# [Passage]
The FHL and the Colisee have an agreement in terms of compensation for travel for each of the teams. Otherwise, Cain said, there is minimal financial risk involved overall.
"From a business standpoint, what we've done is covered all of the travel expenses of each of the teams to get here," Cain said. "So yeah, there's some risk involved, but so far the response has been good that we've been getting. The biggest question to answer for us is, 'Is this a sustainable product for this market?' We don't know the answer to that yet, but we'll see how these games go."
"We're hoping the people that run the Colisee, Jim Cain in particular ... we know they've got a lot options," DeFranco said. "But we're hoping he picks us as the option. We're hoping that Jim likes what he sees, that he likes the caliber of play and we hope the fans like the caliber of play, that's more important."

# [What is asked]
1. In the Colisee passage, how would the text from "The FHL and" to "risk involved overall." read with "minimal" changed to "little"? Rewrite it.
2. Answer these questions about the Colisee passage:
(a) What do the FHL and the Colisee have an agreement about?
(b) According to Cain, what is the biggest question to answer?
(c) Which person who runs the Colisee does DeFranco name?

(Point annotation records)
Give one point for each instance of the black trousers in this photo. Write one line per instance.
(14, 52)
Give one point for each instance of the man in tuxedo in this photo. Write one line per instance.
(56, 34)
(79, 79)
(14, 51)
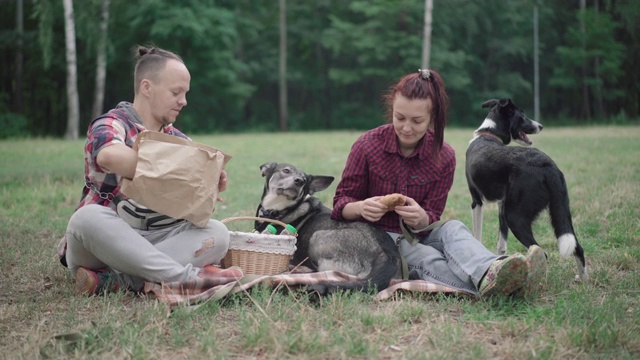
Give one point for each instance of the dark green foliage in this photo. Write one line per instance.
(342, 56)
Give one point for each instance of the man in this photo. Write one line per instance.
(103, 251)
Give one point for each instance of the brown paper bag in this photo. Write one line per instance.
(176, 177)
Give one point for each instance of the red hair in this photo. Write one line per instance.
(415, 86)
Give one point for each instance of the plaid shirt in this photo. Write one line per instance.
(376, 167)
(118, 126)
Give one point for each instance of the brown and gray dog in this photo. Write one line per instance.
(355, 248)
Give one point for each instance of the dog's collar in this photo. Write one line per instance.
(271, 214)
(488, 134)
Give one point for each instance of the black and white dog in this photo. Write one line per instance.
(355, 248)
(524, 181)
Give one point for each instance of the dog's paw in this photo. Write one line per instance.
(393, 200)
(318, 289)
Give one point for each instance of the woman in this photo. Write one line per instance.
(409, 156)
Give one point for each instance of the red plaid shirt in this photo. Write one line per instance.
(376, 167)
(118, 126)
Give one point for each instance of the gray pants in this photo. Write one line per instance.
(450, 256)
(97, 238)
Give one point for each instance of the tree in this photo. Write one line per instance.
(17, 104)
(426, 45)
(283, 66)
(101, 61)
(73, 115)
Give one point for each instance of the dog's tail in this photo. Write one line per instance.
(382, 271)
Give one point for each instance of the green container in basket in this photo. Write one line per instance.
(259, 254)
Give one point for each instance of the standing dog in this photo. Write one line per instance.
(355, 248)
(523, 180)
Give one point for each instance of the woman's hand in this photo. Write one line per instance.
(371, 209)
(412, 214)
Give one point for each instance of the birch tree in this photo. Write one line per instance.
(283, 66)
(101, 61)
(426, 45)
(73, 112)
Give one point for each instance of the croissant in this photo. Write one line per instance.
(393, 200)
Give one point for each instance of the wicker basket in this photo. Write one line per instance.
(259, 254)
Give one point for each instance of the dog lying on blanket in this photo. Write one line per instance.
(355, 248)
(524, 181)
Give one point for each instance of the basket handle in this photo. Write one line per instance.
(278, 222)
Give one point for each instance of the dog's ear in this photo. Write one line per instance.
(267, 168)
(489, 103)
(505, 102)
(319, 183)
(507, 107)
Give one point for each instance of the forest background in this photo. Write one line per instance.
(266, 65)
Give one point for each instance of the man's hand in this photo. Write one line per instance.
(371, 209)
(222, 184)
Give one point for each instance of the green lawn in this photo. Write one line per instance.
(40, 184)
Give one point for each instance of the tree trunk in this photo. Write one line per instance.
(586, 109)
(101, 61)
(536, 65)
(283, 66)
(596, 73)
(17, 99)
(73, 114)
(426, 41)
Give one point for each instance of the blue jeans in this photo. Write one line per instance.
(450, 256)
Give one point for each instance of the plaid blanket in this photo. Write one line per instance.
(197, 291)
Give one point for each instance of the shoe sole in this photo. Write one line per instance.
(537, 264)
(510, 278)
(85, 283)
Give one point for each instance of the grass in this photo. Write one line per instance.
(40, 183)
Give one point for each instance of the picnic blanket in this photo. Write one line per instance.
(193, 292)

# [Expected results]
1.
The FHL and the Colisee have an agreement in terms of compensation for travel for each of the teams. Otherwise, Cain said, there is little financial risk involved overall.

2.
(a) Compensation for travel for each of the teams.
(b) "Is this a sustainable product for this market?"
(c) Jim Cain.